CONSIGNE —
Dans le texte sur Frodon, reproduisez tout le passage de « Comment reprendre le » jusqu'à « emparées de vous. » en changeant « blessures » en « plaies ».

TEXTE SÉLECTIONNÉ —
Comment reprendre le cours de son ancienne vie? comment continuer, lorsque dans son cœur on commence à comprendre qu'on ne peut plus retourner en arrière. Il y a des choses que le temps ne peut cicatriser, des blessures si profondes qu'elles se sont emparées de vous.
Ainsi parlait Frodon Sacquet, à la fin du Retour du Roi, dans le film de Peter Jackson. En digne successeur de son oncle, Frodon a laissé sa vie posée à Cul de Sac pour partir à l'aventure. Mais contrairement à son oncle, lors de son retour Frodon n'a pas réussi à reprendre sa vie d'antan. Le contraste entre sa vie habituelle et ses aventures aux quatre coins de la Terre du Milieu était trop important. Plus question de s'accommoder du train train quotidien de Hobbitebourg quand on a goûté aux grands espaces du Rohan, du Gondor, quand on a vu le monde du haut de la Tour Blanche ou du dos de Gwaihîr. Peregrin, Meriadoc ou Samsagace ont sûrement aussi ressenti ce manque, ce vide à leur retour en Comté, mais, et pour Sam surtout grâce à Rosie et à leurs rejetons, ils ont tous réussi à reprendre le cour de leurs vies. Frodon quant à lui n'a pas pu se résigner, même rester en Comté ne pouvait plus rien lui apporter. Il a donc décidé de prendre la place que les elfes lui ont proposée sur l'un de leurs fins navires en partance pour Valinor.

LIGNES DE DONNÉES —
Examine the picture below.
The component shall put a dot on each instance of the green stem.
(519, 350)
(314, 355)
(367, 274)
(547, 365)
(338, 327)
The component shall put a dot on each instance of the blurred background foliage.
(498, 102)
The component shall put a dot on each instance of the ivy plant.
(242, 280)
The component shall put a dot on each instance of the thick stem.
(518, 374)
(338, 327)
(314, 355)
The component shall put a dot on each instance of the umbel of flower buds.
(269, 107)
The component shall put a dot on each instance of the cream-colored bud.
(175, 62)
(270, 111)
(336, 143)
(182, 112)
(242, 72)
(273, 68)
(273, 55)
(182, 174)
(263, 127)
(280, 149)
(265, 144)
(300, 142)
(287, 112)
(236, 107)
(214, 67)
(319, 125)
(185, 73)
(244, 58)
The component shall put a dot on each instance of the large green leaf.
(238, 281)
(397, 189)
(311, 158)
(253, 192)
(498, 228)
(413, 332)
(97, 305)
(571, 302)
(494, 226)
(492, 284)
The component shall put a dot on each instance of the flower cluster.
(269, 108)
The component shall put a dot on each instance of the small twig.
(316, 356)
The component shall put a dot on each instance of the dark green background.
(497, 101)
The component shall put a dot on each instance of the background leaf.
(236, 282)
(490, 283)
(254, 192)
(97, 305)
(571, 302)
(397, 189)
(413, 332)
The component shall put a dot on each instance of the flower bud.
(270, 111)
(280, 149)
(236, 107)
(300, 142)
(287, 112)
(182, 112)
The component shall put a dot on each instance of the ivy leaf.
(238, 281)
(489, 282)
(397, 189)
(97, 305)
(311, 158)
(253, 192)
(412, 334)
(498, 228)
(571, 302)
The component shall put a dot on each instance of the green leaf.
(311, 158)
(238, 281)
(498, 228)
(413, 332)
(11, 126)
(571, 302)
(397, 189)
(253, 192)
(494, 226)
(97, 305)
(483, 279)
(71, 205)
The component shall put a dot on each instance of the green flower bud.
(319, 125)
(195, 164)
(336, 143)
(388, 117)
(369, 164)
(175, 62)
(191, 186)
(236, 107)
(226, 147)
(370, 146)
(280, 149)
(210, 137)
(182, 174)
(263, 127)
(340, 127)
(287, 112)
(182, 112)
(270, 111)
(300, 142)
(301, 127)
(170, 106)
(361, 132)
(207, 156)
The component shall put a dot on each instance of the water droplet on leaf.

TÂCHE RÉALISÉE —
Comment reprendre le cours de son ancienne vie? comment continuer, lorsque dans son cœur on commence à comprendre qu'on ne peut plus retourner en arrière. Il y a des choses que le temps ne peut cicatriser, des plaies si profondes qu'elles se sont emparées de vous.